SUPPLIED MATERIAL below:
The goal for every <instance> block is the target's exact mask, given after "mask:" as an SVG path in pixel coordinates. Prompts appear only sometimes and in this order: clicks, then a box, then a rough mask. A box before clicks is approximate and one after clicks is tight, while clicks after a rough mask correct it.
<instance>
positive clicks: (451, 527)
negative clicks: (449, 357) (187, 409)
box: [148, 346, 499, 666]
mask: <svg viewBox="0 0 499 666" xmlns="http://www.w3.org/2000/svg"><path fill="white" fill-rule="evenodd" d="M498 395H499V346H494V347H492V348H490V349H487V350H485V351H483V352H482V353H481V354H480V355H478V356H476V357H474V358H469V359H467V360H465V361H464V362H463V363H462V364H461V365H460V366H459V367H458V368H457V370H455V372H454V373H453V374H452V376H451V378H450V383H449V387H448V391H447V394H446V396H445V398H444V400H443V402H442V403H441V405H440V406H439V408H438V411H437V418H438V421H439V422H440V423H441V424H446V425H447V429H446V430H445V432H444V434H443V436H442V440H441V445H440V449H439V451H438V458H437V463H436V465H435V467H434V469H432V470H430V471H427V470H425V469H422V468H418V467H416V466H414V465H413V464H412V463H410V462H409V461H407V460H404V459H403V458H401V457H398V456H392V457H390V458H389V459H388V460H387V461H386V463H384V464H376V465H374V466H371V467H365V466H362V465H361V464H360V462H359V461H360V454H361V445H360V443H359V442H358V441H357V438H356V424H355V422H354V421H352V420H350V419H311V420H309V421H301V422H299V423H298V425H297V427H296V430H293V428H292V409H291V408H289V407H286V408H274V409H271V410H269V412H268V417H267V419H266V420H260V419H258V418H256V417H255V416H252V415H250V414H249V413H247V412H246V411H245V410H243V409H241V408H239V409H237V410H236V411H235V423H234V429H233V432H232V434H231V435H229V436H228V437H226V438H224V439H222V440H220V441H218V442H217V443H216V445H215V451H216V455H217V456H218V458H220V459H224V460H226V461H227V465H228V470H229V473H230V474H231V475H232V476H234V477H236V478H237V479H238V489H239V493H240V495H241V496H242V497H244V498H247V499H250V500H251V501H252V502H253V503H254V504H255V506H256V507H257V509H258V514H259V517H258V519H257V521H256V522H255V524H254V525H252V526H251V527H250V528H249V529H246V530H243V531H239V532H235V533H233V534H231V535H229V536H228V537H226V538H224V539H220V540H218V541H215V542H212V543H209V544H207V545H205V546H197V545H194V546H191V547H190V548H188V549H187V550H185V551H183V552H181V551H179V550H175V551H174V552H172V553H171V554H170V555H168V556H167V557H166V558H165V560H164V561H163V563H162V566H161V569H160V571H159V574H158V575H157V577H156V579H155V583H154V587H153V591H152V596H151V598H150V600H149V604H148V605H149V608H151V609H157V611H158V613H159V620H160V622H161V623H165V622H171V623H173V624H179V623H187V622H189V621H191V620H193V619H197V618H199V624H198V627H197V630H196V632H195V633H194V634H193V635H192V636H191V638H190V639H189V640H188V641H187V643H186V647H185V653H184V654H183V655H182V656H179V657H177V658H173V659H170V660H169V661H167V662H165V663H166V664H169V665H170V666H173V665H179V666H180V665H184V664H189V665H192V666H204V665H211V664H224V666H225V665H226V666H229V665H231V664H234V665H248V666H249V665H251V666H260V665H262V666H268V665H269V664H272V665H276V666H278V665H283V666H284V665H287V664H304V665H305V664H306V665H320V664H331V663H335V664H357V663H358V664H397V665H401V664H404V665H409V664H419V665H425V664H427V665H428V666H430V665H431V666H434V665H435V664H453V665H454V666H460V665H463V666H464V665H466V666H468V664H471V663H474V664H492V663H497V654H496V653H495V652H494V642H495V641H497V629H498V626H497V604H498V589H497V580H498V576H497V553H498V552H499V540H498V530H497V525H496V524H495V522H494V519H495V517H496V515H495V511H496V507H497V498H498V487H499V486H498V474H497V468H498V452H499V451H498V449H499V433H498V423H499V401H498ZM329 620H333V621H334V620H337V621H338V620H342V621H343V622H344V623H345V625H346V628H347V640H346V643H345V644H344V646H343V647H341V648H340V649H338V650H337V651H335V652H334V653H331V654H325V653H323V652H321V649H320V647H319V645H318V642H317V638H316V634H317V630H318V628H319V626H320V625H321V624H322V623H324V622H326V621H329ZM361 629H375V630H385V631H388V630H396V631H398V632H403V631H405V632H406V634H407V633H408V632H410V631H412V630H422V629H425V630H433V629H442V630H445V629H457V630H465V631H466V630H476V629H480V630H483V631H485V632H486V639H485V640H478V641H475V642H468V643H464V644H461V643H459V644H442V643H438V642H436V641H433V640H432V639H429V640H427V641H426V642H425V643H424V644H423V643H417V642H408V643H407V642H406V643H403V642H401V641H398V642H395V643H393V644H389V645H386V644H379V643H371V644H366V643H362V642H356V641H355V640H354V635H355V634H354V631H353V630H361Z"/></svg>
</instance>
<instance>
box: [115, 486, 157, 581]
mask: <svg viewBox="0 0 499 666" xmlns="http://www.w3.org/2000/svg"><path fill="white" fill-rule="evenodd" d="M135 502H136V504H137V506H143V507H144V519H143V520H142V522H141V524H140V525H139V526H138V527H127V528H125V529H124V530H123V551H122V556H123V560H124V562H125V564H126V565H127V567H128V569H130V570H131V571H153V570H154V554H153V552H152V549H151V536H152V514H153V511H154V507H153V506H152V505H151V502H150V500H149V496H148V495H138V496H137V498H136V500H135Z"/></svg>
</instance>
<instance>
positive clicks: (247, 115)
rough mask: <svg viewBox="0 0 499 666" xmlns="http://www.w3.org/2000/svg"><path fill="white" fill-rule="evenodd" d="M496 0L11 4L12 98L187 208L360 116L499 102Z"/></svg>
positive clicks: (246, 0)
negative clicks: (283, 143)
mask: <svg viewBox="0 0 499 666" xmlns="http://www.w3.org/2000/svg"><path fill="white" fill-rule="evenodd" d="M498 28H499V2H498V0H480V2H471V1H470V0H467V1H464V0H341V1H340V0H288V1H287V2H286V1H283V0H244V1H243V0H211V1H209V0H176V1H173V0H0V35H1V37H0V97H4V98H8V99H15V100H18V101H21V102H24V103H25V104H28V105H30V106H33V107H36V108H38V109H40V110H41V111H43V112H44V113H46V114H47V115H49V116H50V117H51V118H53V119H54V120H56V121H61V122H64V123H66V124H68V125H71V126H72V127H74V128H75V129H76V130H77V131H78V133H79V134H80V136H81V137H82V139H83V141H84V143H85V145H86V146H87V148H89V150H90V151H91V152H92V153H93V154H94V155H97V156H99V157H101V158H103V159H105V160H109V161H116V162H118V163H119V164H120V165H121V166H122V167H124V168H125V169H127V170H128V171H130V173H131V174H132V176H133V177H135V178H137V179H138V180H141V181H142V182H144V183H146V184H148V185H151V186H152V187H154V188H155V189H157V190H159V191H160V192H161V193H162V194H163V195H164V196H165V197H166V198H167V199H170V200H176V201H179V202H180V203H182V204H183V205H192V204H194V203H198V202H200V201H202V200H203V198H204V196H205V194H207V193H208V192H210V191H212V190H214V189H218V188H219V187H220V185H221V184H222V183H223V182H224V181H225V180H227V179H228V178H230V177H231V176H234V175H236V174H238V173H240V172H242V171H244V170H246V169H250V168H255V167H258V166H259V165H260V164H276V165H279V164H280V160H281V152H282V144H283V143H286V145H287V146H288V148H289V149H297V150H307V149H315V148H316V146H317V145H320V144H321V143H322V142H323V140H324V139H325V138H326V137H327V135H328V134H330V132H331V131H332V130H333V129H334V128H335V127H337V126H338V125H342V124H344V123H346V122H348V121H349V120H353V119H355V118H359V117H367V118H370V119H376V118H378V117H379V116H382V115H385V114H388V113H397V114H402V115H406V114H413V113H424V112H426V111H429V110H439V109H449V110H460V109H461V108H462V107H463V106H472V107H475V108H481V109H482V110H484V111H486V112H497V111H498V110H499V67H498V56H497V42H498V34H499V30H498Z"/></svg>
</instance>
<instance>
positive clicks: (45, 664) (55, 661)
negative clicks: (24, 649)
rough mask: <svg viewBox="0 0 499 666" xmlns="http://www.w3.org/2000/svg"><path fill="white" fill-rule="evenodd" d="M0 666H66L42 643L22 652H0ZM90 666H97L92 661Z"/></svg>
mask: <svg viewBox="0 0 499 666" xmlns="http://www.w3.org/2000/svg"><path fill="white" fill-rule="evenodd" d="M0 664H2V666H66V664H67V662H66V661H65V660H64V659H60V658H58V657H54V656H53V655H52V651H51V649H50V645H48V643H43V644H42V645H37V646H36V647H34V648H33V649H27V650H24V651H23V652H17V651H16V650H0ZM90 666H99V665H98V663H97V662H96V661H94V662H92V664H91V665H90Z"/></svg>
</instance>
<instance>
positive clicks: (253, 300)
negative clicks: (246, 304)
End of SUPPLIED MATERIAL.
The lines above, starting at the one with "positive clicks: (451, 527)" and ending at the one with "negative clicks: (449, 357) (187, 409)", are the only ones to return, exactly as written.

positive clicks: (451, 527)
negative clicks: (449, 357) (187, 409)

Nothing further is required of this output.